### MATERIAL SUPPLIED
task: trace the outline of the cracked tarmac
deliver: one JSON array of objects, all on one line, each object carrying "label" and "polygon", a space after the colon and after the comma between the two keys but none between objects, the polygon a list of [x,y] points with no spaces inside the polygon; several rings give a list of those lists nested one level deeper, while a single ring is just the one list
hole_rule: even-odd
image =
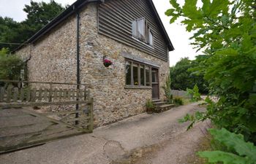
[{"label": "cracked tarmac", "polygon": [[[186,136],[186,133],[188,133],[186,130],[189,122],[181,124],[178,122],[178,120],[187,113],[197,110],[203,111],[205,109],[199,107],[197,104],[194,103],[159,114],[143,113],[98,128],[91,134],[80,135],[39,147],[1,155],[0,163],[6,164],[113,163],[114,161],[128,159],[131,155],[134,155],[134,152],[138,151],[140,152],[140,149]],[[189,137],[193,138],[195,134],[194,133]],[[189,137],[184,139],[189,139]],[[182,141],[180,142],[182,144]],[[178,149],[178,145],[177,147]],[[175,148],[170,147],[170,149]],[[140,154],[138,155],[140,156]],[[141,160],[142,162],[139,163],[151,163],[151,160],[144,160],[145,163]],[[132,163],[129,161],[129,163]]]}]

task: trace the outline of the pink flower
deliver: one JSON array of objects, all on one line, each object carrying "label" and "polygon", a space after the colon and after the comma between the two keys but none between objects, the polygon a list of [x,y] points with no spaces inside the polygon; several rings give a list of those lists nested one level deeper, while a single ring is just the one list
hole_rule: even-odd
[{"label": "pink flower", "polygon": [[112,64],[112,61],[110,61],[110,60],[108,59],[104,59],[104,63],[110,63],[110,64]]}]

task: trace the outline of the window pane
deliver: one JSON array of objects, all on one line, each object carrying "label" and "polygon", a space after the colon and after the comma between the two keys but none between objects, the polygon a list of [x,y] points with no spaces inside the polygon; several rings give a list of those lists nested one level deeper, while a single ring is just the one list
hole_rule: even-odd
[{"label": "window pane", "polygon": [[144,66],[140,65],[140,85],[144,85]]},{"label": "window pane", "polygon": [[133,84],[134,85],[138,85],[139,82],[138,82],[138,65],[136,63],[133,63]]},{"label": "window pane", "polygon": [[158,82],[157,71],[152,69],[152,82]]},{"label": "window pane", "polygon": [[145,67],[146,69],[146,86],[150,86],[150,71],[149,71],[149,67],[148,66],[146,66]]},{"label": "window pane", "polygon": [[138,36],[139,39],[143,39],[145,35],[145,21],[144,19],[138,20]]},{"label": "window pane", "polygon": [[153,46],[153,34],[151,30],[148,31],[148,44]]},{"label": "window pane", "polygon": [[136,36],[137,36],[137,34],[136,34],[136,31],[137,31],[136,20],[132,21],[132,36],[136,37]]},{"label": "window pane", "polygon": [[125,73],[126,73],[126,84],[127,85],[132,85],[131,77],[131,62],[127,61],[125,64]]}]

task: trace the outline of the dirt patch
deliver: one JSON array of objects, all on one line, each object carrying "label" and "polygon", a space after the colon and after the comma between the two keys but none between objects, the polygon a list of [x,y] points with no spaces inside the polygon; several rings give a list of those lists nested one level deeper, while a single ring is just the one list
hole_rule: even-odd
[{"label": "dirt patch", "polygon": [[210,149],[206,128],[208,123],[200,122],[192,129],[159,144],[133,149],[125,157],[112,164],[203,164],[205,160],[196,155]]}]

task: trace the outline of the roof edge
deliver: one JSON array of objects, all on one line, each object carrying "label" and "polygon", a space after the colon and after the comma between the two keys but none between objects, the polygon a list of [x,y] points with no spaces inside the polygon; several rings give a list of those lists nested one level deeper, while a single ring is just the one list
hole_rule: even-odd
[{"label": "roof edge", "polygon": [[162,24],[161,18],[160,18],[159,15],[158,15],[158,12],[157,11],[157,9],[156,9],[154,4],[154,2],[153,2],[152,0],[149,0],[149,2],[151,4],[151,5],[152,7],[152,9],[153,9],[153,10],[154,10],[154,13],[156,15],[156,17],[157,17],[157,20],[159,21],[160,27],[162,29],[162,32],[164,33],[164,36],[165,37],[165,39],[168,42],[168,49],[169,49],[170,51],[173,51],[173,50],[174,50],[173,45],[172,42],[170,41],[170,39],[169,38],[168,34],[167,33],[164,25]]},{"label": "roof edge", "polygon": [[34,43],[38,40],[42,36],[48,33],[49,31],[57,26],[59,23],[64,21],[66,18],[71,16],[75,13],[80,8],[84,7],[89,2],[104,2],[104,0],[78,0],[67,7],[65,10],[58,15],[55,18],[53,18],[49,23],[45,25],[36,34],[34,34],[31,37],[30,37],[27,41],[26,41],[22,45],[19,46],[12,52],[15,52],[20,48],[22,48],[25,44]]}]

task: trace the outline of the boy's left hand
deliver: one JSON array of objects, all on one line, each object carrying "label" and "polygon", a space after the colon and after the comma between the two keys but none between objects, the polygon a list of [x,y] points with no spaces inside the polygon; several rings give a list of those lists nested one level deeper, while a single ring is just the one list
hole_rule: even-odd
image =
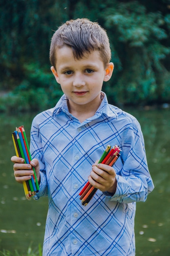
[{"label": "boy's left hand", "polygon": [[116,173],[113,167],[103,164],[98,164],[98,162],[92,166],[88,181],[92,186],[102,191],[115,193],[117,182],[115,178]]}]

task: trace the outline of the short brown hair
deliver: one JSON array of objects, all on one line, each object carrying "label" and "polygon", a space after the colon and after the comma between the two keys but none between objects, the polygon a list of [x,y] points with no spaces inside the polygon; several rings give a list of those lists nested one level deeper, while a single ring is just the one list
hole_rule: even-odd
[{"label": "short brown hair", "polygon": [[77,59],[83,57],[85,53],[98,50],[105,67],[110,60],[111,51],[106,31],[97,22],[88,19],[68,20],[54,34],[50,46],[50,60],[55,69],[56,50],[64,45],[71,47],[73,56]]}]

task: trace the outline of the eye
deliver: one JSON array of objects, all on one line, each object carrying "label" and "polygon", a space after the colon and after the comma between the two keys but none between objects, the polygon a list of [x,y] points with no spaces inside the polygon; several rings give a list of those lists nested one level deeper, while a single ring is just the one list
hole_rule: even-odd
[{"label": "eye", "polygon": [[72,71],[71,71],[71,70],[67,70],[67,71],[66,71],[65,72],[64,72],[64,74],[65,74],[66,75],[71,75],[71,74],[72,74]]},{"label": "eye", "polygon": [[93,70],[91,70],[90,68],[88,68],[86,70],[86,73],[90,74],[91,73],[93,73]]}]

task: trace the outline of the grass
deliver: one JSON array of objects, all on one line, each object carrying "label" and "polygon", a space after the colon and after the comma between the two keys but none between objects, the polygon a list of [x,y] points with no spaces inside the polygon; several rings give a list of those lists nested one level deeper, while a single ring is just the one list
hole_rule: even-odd
[{"label": "grass", "polygon": [[38,245],[38,250],[33,250],[31,246],[29,246],[26,254],[21,254],[17,251],[12,253],[8,250],[3,250],[0,252],[0,256],[42,256],[42,249],[40,244]]}]

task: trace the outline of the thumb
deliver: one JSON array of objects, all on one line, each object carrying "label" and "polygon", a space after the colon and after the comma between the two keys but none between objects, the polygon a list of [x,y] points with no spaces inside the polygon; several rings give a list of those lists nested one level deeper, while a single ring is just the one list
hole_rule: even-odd
[{"label": "thumb", "polygon": [[96,162],[95,162],[95,163],[94,164],[93,164],[93,165],[94,165],[94,166],[95,166],[95,165],[96,165],[96,164],[98,164],[98,162],[99,162],[99,159],[98,159],[98,160],[96,160]]}]

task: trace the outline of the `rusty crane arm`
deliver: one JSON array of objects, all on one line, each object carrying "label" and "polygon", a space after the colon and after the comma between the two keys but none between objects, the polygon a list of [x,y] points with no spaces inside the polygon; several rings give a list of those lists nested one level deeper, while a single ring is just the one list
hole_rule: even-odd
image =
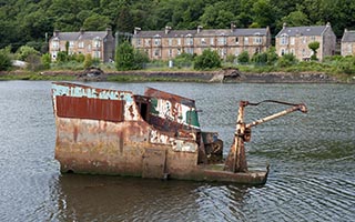
[{"label": "rusty crane arm", "polygon": [[[274,102],[280,104],[286,104],[292,105],[292,108],[286,109],[284,111],[277,112],[275,114],[268,115],[266,118],[262,118],[260,120],[256,120],[252,123],[244,123],[244,108],[246,105],[258,105],[263,102]],[[245,158],[245,148],[244,142],[248,142],[251,140],[251,128],[262,124],[264,122],[281,118],[283,115],[286,115],[294,111],[301,111],[303,113],[307,112],[307,108],[304,103],[300,104],[293,104],[287,102],[280,102],[275,100],[265,100],[258,103],[251,103],[248,101],[241,101],[240,108],[239,108],[239,115],[236,120],[236,130],[235,130],[235,137],[234,142],[231,147],[231,151],[229,153],[229,157],[225,161],[224,170],[232,171],[232,172],[247,172],[247,163]]]}]

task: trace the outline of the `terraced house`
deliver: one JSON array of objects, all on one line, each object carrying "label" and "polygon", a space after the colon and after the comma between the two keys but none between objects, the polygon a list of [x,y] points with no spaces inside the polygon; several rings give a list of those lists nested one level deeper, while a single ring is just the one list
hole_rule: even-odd
[{"label": "terraced house", "polygon": [[270,29],[203,29],[173,30],[165,27],[159,31],[141,31],[134,29],[132,46],[145,51],[150,59],[169,60],[185,52],[201,54],[211,49],[219,52],[222,59],[229,54],[239,56],[247,51],[250,56],[264,52],[271,46]]},{"label": "terraced house", "polygon": [[342,38],[342,56],[355,56],[355,30],[344,30]]},{"label": "terraced house", "polygon": [[286,53],[294,54],[298,60],[310,60],[313,51],[308,48],[311,42],[320,42],[317,59],[323,60],[326,56],[335,54],[336,36],[331,23],[314,27],[287,27],[276,34],[276,53],[282,57]]},{"label": "terraced house", "polygon": [[105,31],[54,31],[49,41],[49,52],[53,61],[58,52],[68,50],[68,54],[91,54],[102,62],[109,62],[114,58],[114,38],[109,28]]}]

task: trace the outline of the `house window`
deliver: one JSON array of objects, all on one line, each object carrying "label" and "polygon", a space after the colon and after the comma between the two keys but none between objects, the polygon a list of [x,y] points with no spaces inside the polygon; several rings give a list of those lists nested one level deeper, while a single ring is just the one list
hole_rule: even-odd
[{"label": "house window", "polygon": [[59,41],[54,40],[52,41],[52,48],[58,49],[59,48]]},{"label": "house window", "polygon": [[248,44],[248,38],[244,37],[244,44]]},{"label": "house window", "polygon": [[225,37],[220,37],[217,41],[219,41],[220,46],[225,46],[226,44],[226,38]]},{"label": "house window", "polygon": [[192,37],[187,37],[186,38],[186,44],[187,46],[193,46],[193,38]]},{"label": "house window", "polygon": [[161,39],[160,38],[155,38],[154,39],[154,44],[155,46],[160,46],[161,44]]},{"label": "house window", "polygon": [[281,49],[281,56],[284,56],[286,53],[285,49]]},{"label": "house window", "polygon": [[254,37],[254,44],[261,44],[262,38],[261,37]]},{"label": "house window", "polygon": [[186,48],[186,53],[189,53],[189,54],[193,54],[193,48]]},{"label": "house window", "polygon": [[74,42],[73,41],[70,41],[69,42],[69,48],[73,48],[74,47]]},{"label": "house window", "polygon": [[237,57],[240,54],[240,49],[235,49],[235,57]]},{"label": "house window", "polygon": [[138,47],[140,47],[141,46],[141,39],[135,39],[135,43],[136,43]]},{"label": "house window", "polygon": [[93,58],[100,59],[101,58],[101,52],[100,51],[94,51],[93,52]]},{"label": "house window", "polygon": [[287,34],[281,36],[281,44],[288,44],[288,37]]},{"label": "house window", "polygon": [[80,41],[80,42],[78,43],[78,48],[79,48],[79,49],[83,49],[83,48],[84,48],[84,42],[83,42],[83,41]]},{"label": "house window", "polygon": [[211,44],[211,46],[214,44],[214,39],[213,39],[213,38],[210,39],[210,44]]},{"label": "house window", "polygon": [[93,47],[94,47],[94,48],[101,47],[100,38],[95,38],[95,39],[93,40]]}]

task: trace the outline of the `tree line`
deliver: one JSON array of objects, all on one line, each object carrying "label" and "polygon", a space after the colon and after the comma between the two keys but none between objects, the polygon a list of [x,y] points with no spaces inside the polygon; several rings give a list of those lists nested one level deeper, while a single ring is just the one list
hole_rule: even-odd
[{"label": "tree line", "polygon": [[[341,38],[355,29],[354,0],[0,0],[0,49],[21,46],[47,52],[53,30],[132,32],[173,29],[324,26]],[[45,33],[48,33],[45,36]]]}]

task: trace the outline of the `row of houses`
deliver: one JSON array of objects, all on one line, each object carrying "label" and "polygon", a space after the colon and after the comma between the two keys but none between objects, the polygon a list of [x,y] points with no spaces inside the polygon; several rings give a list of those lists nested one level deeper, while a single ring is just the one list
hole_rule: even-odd
[{"label": "row of houses", "polygon": [[[272,34],[266,28],[237,29],[231,24],[230,29],[203,29],[199,26],[195,30],[173,30],[165,27],[159,31],[142,31],[134,29],[131,38],[135,49],[148,53],[150,59],[170,60],[181,53],[201,54],[203,50],[217,51],[222,59],[227,56],[239,56],[247,51],[250,56],[265,52],[271,44]],[[281,57],[286,53],[294,54],[298,60],[310,60],[313,51],[308,48],[311,42],[320,42],[317,59],[321,61],[327,56],[334,56],[336,36],[331,23],[313,27],[287,27],[275,36],[276,53]],[[112,61],[114,58],[115,39],[111,29],[105,31],[54,31],[49,42],[52,60],[57,59],[60,51],[68,53],[90,53],[102,62]],[[342,56],[355,56],[355,31],[344,31],[341,42]]]}]

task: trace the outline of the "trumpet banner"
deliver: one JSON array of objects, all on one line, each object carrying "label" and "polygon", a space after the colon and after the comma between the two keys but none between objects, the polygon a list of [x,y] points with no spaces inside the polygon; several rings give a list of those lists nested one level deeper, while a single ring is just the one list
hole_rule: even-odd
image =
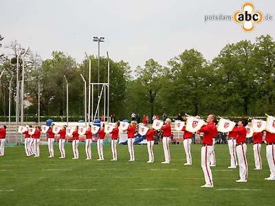
[{"label": "trumpet banner", "polygon": [[267,116],[267,125],[265,129],[271,133],[275,133],[275,117],[272,116]]},{"label": "trumpet banner", "polygon": [[176,120],[175,121],[175,130],[177,131],[181,131],[185,125],[184,122]]},{"label": "trumpet banner", "polygon": [[188,117],[186,122],[186,131],[195,133],[205,124],[204,121],[194,117]]},{"label": "trumpet banner", "polygon": [[49,130],[50,126],[46,126],[46,125],[42,125],[41,126],[41,133],[46,133],[47,131]]},{"label": "trumpet banner", "polygon": [[78,126],[78,135],[85,135],[86,133],[86,128],[84,126]]},{"label": "trumpet banner", "polygon": [[111,133],[113,130],[113,126],[111,124],[106,124],[104,127],[104,132],[107,134]]},{"label": "trumpet banner", "polygon": [[235,122],[230,119],[221,118],[221,119],[219,119],[218,124],[218,131],[223,133],[231,132],[235,125]]},{"label": "trumpet banner", "polygon": [[246,129],[246,138],[252,137],[253,128],[249,126],[246,126],[245,129]]},{"label": "trumpet banner", "polygon": [[162,128],[162,125],[164,124],[164,122],[162,121],[160,121],[159,119],[155,119],[153,122],[153,126],[152,127],[155,129],[156,130],[160,130]]},{"label": "trumpet banner", "polygon": [[252,119],[252,128],[254,133],[261,133],[263,132],[267,126],[266,121],[261,119]]},{"label": "trumpet banner", "polygon": [[149,128],[145,126],[140,125],[138,128],[138,133],[142,136],[144,136],[146,133],[147,133],[148,129]]}]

### WHAT THE TASK ASKS
Gather every line in the listing above that contains the string "tarmac" and copy each one in full. Case counts, so a line qualifies only if the capitalization matches.

### TASK ANSWER
task: trace the outline of the cracked tarmac
[{"label": "cracked tarmac", "polygon": [[[186,136],[186,133],[188,133],[186,130],[189,122],[181,124],[178,122],[178,120],[187,113],[197,110],[203,111],[205,109],[199,107],[197,104],[194,103],[159,114],[143,113],[98,128],[91,134],[80,135],[39,147],[1,155],[0,163],[6,164],[113,163],[114,161],[128,159],[131,155],[134,155],[134,152],[138,151],[140,152],[140,149]],[[189,137],[193,138],[195,134],[194,133]],[[189,137],[184,139],[189,139]],[[182,141],[180,142],[182,144]],[[178,149],[178,145],[177,147]],[[175,148],[170,147],[170,149]],[[140,154],[138,155],[140,156]],[[141,160],[142,162],[139,163],[151,163],[151,160],[144,160],[145,163]],[[132,163],[129,161],[129,163]]]}]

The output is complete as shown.